╭─ LESETEXT

Süddeutsche Zeitung

Dokumentartheater:Die Frau, die Gewalt und der Tod

Lesezeit: 2 min

"The Holy Bitch Project" ist ein aufrüttelndes Theatermeisterwerk

Von Egbert Tholl, München

Selten erlebt man einen Theaterabend, der so lange haften bleibt, der einen so lange nach Ende der Aufführung umtreibt. Ein klein wenig hat das mit der physischen Belastung zu tun, der man hier ausgesetzt ist, aber das ist nur ein Randaspekt. "The Holy Bitch Project" von Christiane Mudra im Pathos Theater ist großartig, zwingend notwendig und so gestaltet, dass man ihm nicht entgehen kann.

╰─
╭─ BEREITGESTELLTE DATEN

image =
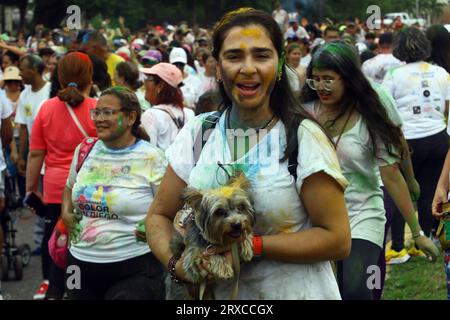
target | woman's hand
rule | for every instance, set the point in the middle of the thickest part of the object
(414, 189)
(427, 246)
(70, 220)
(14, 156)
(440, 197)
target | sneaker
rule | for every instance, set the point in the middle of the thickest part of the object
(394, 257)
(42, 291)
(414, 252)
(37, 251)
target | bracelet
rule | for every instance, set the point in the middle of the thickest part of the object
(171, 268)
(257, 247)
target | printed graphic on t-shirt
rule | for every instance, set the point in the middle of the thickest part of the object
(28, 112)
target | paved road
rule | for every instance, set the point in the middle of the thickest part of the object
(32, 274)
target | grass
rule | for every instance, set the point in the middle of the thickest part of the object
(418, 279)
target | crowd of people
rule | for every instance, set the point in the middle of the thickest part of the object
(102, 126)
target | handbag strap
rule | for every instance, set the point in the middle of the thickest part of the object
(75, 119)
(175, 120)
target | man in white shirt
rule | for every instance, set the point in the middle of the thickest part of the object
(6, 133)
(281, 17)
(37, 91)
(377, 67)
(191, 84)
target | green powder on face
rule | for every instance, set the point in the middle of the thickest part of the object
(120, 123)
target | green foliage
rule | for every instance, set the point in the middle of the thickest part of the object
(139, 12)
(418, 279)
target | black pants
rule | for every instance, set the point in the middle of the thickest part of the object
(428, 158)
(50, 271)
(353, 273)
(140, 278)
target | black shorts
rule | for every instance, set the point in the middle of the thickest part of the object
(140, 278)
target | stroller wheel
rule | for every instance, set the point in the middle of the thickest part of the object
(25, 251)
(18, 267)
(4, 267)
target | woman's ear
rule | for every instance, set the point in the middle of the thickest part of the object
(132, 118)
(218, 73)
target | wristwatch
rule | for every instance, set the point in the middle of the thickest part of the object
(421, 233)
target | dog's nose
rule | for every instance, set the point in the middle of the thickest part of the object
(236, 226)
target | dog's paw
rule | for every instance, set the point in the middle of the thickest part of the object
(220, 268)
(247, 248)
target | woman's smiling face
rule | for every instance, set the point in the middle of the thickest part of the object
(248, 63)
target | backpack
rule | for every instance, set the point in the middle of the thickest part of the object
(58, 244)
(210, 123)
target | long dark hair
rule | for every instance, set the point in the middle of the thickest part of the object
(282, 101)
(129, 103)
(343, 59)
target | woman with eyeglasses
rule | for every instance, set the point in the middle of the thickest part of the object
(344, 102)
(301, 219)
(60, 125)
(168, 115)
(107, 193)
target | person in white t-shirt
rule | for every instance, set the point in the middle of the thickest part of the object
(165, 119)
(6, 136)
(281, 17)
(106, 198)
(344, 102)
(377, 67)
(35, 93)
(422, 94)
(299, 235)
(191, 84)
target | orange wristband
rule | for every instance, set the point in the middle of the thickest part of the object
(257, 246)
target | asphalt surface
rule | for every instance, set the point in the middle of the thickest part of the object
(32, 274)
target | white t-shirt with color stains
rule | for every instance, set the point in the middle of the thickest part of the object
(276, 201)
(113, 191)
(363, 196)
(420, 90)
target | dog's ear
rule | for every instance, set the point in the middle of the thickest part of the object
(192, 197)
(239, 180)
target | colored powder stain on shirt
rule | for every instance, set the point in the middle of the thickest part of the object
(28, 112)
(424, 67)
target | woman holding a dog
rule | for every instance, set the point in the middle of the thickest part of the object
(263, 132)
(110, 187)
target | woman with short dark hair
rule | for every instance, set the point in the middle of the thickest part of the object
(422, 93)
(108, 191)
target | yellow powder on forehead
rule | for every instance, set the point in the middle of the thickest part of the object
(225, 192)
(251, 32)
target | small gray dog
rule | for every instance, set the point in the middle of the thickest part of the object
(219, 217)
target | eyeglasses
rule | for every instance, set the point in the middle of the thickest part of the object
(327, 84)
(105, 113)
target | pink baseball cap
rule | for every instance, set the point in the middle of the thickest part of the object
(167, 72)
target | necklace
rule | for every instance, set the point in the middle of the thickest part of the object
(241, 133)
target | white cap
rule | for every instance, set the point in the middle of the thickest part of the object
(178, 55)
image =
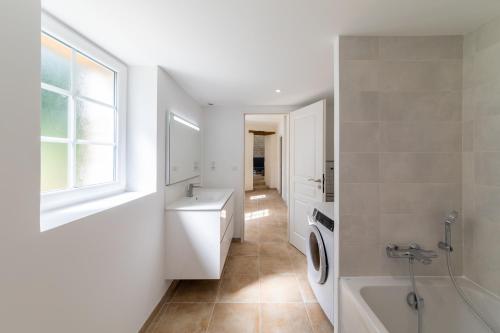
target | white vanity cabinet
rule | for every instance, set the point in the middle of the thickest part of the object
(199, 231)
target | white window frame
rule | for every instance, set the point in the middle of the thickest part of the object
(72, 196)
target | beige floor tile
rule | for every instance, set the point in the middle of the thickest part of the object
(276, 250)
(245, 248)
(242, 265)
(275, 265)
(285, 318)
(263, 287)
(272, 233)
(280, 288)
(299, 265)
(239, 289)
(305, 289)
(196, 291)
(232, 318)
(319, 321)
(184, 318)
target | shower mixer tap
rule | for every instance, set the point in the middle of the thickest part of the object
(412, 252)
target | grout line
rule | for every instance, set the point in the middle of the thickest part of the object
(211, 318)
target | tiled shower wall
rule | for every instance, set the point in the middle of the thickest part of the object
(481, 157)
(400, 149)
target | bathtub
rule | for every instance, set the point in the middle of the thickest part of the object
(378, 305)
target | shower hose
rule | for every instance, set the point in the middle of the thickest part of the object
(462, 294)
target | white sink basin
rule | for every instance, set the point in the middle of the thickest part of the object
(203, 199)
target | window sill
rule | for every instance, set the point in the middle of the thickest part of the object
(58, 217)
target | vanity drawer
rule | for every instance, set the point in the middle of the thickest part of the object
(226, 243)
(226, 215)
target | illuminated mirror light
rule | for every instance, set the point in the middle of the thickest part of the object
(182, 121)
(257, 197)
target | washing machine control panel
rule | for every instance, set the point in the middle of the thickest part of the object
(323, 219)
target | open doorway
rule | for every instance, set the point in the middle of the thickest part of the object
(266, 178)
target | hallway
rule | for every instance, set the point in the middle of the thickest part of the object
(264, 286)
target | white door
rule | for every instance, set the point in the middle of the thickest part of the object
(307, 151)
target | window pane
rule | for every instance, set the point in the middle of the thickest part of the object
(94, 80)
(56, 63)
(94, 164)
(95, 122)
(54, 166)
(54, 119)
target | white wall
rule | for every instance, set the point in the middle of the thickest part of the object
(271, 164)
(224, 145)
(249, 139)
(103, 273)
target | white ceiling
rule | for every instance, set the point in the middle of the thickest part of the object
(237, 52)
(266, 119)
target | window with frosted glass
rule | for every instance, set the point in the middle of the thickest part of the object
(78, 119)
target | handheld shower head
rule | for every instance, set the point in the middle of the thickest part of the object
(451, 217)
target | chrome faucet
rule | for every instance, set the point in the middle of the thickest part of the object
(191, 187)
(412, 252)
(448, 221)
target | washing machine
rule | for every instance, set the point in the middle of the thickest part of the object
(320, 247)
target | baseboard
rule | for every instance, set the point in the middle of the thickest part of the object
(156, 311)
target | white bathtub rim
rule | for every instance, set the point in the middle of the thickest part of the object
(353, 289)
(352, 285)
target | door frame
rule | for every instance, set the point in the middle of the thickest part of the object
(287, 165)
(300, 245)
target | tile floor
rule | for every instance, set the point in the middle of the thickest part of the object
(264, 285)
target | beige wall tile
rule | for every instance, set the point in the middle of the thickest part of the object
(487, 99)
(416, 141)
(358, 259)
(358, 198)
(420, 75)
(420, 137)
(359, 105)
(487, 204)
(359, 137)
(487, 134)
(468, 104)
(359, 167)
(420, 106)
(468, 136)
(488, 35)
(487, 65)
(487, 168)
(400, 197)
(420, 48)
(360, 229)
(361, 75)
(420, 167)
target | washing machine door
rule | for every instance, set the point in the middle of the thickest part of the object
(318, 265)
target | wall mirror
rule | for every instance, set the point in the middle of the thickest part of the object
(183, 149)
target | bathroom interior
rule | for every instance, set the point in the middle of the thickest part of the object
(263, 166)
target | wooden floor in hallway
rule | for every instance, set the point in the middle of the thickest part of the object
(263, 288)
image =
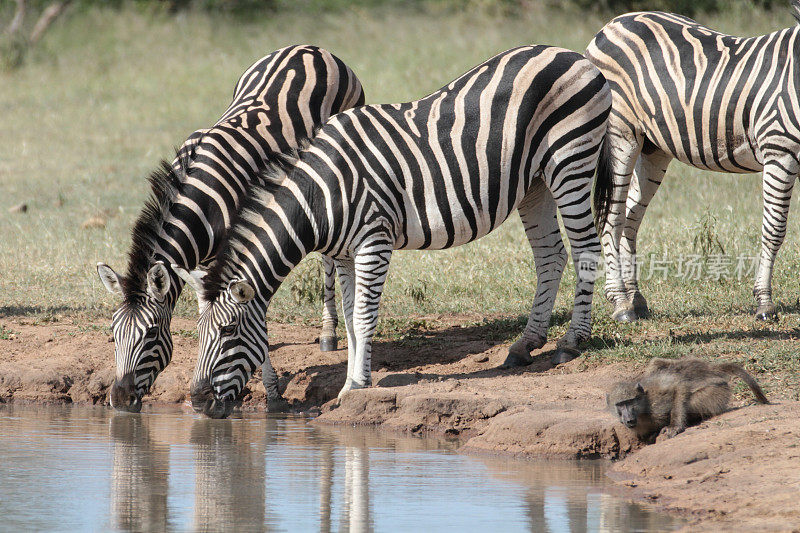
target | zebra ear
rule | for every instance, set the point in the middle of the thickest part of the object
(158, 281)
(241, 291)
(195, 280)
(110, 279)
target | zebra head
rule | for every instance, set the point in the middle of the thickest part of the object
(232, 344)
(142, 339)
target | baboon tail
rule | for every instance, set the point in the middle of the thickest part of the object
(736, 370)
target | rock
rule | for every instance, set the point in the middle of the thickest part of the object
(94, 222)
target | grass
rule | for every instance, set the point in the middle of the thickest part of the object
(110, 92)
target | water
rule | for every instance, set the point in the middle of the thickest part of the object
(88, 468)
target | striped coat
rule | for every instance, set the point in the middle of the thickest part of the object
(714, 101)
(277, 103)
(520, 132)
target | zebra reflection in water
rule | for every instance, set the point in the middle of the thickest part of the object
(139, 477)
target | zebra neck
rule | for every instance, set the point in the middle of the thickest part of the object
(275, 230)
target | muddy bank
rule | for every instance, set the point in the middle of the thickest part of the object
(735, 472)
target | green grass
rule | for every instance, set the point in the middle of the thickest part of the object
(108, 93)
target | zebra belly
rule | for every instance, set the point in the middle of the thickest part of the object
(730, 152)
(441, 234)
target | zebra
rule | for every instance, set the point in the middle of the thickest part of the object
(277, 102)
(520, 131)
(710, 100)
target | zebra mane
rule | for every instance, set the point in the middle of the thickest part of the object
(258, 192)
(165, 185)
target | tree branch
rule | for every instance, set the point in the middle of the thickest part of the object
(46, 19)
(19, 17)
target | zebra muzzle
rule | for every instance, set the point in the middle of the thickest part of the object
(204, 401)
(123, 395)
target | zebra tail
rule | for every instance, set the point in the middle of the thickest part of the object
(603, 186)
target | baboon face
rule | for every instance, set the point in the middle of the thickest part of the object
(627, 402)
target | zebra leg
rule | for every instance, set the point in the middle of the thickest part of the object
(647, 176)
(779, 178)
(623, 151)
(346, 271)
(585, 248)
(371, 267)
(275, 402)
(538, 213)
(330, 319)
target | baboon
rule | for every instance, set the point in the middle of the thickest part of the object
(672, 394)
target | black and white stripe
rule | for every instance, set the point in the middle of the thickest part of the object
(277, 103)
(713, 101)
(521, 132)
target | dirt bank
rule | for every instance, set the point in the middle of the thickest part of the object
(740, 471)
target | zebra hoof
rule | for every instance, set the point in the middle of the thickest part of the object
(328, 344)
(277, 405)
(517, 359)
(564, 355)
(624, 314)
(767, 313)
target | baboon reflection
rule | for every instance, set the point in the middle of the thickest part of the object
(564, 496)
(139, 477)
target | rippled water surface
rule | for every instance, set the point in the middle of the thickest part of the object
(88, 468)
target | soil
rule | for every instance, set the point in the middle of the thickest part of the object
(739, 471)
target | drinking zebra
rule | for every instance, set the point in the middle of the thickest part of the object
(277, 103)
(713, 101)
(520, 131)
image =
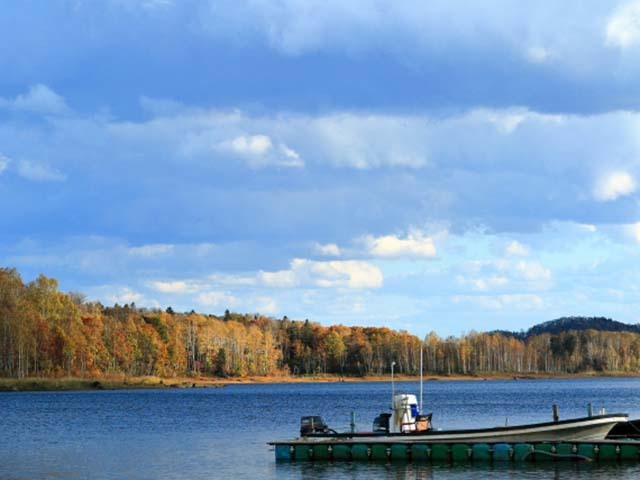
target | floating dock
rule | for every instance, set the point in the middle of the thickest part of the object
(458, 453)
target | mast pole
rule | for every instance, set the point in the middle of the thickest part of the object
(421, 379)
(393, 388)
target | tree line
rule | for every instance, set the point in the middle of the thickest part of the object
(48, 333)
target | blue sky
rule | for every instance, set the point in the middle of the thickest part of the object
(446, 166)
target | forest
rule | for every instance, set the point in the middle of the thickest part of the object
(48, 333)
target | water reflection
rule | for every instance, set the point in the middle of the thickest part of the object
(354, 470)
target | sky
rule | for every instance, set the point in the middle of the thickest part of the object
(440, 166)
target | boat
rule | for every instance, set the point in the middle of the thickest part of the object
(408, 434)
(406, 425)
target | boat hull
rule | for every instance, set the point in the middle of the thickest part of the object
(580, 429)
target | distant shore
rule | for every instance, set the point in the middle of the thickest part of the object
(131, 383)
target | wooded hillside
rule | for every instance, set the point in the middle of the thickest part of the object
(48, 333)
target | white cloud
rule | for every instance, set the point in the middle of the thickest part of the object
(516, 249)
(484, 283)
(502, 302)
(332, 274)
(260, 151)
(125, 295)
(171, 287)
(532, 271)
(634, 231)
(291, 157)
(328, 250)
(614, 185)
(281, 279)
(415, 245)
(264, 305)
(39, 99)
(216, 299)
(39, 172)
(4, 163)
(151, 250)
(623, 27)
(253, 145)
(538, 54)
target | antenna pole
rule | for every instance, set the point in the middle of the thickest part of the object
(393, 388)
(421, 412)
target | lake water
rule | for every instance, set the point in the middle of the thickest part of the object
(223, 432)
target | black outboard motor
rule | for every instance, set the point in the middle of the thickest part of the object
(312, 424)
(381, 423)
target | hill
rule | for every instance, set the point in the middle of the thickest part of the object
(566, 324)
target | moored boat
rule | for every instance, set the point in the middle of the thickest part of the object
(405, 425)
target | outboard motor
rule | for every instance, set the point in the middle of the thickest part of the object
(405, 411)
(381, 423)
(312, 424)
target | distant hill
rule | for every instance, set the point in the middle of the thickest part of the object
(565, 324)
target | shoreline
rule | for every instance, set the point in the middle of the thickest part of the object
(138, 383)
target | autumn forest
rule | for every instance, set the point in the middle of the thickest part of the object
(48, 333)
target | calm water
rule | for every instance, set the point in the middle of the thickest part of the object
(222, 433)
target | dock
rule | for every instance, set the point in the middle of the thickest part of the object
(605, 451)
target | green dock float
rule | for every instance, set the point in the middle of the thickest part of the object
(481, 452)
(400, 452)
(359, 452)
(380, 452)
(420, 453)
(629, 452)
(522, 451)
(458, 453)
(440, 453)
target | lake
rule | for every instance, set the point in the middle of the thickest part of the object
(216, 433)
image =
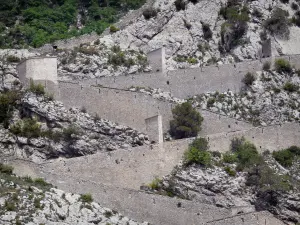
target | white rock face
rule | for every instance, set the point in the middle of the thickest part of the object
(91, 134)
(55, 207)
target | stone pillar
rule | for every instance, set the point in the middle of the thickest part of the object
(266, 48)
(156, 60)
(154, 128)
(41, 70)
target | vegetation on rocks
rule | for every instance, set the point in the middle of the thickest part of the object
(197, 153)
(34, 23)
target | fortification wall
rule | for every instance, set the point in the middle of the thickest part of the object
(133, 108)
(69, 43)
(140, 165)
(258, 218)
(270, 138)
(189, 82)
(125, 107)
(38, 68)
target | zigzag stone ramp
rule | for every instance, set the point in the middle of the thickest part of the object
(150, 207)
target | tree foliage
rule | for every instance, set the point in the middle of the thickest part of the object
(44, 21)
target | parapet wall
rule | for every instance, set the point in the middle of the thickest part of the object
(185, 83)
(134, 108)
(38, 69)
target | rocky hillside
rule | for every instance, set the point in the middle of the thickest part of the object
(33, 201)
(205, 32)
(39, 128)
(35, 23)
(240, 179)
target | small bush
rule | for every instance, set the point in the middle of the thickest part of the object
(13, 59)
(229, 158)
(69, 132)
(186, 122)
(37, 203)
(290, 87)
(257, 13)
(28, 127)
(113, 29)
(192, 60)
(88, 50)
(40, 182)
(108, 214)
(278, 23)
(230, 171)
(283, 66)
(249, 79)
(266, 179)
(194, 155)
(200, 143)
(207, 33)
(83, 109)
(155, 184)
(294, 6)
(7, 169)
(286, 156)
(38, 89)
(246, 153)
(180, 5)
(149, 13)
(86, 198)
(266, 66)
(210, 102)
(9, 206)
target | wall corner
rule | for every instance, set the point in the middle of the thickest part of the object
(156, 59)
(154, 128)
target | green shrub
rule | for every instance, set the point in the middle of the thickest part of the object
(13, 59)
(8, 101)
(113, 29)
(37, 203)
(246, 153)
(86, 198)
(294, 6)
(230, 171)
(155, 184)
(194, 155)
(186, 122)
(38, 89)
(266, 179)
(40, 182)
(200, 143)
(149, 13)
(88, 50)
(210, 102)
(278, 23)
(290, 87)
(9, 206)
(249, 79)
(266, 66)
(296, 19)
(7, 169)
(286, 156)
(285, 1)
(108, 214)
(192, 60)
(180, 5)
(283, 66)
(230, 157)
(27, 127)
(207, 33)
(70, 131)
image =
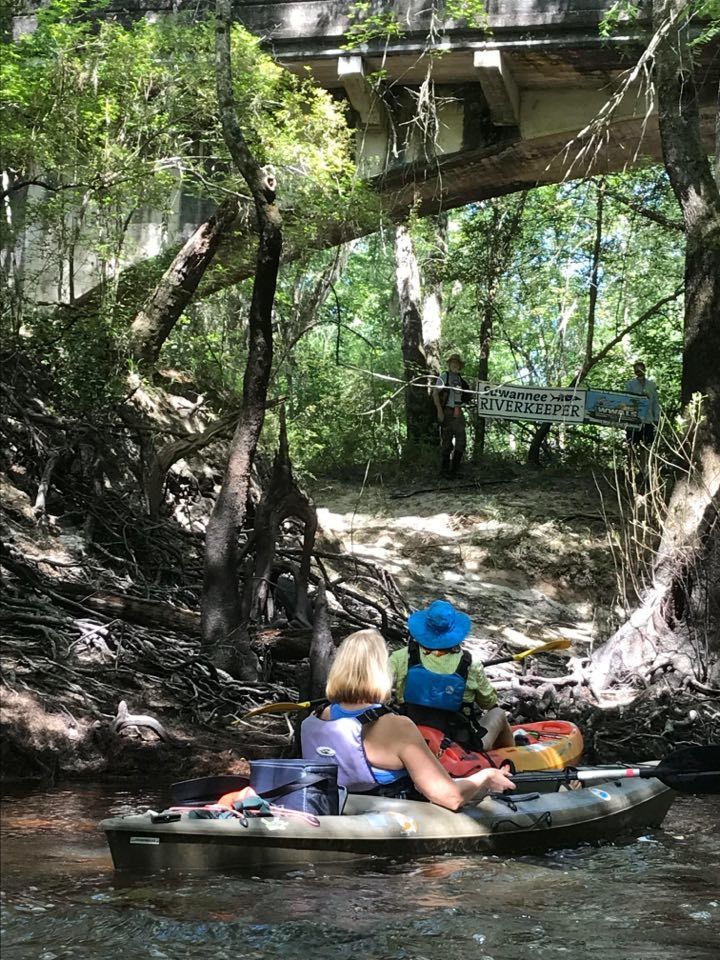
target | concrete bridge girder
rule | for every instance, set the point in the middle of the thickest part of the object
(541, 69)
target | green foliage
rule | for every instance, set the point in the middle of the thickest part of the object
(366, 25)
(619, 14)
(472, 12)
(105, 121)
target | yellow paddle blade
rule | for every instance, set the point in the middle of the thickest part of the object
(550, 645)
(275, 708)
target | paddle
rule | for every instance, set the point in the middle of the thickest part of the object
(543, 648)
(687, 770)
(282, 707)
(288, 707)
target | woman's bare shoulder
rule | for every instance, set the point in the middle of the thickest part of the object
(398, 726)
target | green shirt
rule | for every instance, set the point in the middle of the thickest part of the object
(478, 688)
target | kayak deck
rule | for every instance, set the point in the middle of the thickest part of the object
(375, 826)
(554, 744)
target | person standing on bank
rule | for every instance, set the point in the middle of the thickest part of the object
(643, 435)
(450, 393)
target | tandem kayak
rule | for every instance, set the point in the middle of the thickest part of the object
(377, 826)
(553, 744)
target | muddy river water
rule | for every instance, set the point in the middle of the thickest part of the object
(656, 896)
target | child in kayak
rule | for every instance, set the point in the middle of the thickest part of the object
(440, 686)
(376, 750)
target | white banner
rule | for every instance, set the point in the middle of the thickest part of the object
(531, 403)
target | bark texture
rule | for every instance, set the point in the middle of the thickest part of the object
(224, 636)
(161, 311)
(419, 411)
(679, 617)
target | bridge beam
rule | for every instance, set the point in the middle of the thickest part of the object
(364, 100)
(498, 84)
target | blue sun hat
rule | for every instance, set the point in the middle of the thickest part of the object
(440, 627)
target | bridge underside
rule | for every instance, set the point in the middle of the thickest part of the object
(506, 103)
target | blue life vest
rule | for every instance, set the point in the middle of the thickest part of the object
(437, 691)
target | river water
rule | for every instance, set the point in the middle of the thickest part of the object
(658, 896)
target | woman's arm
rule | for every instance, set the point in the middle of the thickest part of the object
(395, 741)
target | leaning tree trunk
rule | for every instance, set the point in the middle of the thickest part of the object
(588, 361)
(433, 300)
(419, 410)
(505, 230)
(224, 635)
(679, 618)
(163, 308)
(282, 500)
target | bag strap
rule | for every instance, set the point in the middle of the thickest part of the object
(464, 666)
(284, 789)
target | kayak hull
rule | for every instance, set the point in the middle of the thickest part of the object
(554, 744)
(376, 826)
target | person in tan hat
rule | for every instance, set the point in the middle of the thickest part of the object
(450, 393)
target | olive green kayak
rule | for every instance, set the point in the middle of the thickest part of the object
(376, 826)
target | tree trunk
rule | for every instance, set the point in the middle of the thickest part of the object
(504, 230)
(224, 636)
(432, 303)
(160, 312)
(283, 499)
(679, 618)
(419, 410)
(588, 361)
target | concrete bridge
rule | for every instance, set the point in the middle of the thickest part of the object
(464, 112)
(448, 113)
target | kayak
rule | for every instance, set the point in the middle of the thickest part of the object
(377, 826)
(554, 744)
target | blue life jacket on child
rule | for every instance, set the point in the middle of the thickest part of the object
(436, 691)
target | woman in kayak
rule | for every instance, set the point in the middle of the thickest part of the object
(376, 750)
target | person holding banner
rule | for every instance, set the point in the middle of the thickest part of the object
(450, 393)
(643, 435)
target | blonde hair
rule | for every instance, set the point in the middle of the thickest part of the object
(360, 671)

╰─

### [ZU LÖSENDE AUFGABEN]
1. In welchem Theater wird "The Holy Bitch Project" laut der Theaterkritik gezeigt?
2. Gib den Abschnitt der Theaterkritik wörtlich wieder, beginnend mit "Süddeutsche Zeitung" und weiter bis einschließlich "ihm nicht entgehen kann.".

### [ANTWORTEN DER REIHE]
1. Im Pathos Theater.

2.
Süddeutsche Zeitung

Dokumentartheater:Die Frau, die Gewalt und der Tod

Lesezeit: 2 min

"The Holy Bitch Project" ist ein aufrüttelndes Theatermeisterwerk

Von Egbert Tholl, München

Selten erlebt man einen Theaterabend, der so lange haften bleibt, der einen so lange nach Ende der Aufführung umtreibt. Ein klein wenig hat das mit der physischen Belastung zu tun, der man hier ausgesetzt ist, aber das ist nur ein Randaspekt. "The Holy Bitch Project" von Christiane Mudra im Pathos Theater ist großartig, zwingend notwendig und so gestaltet, dass man ihm nicht entgehen kann.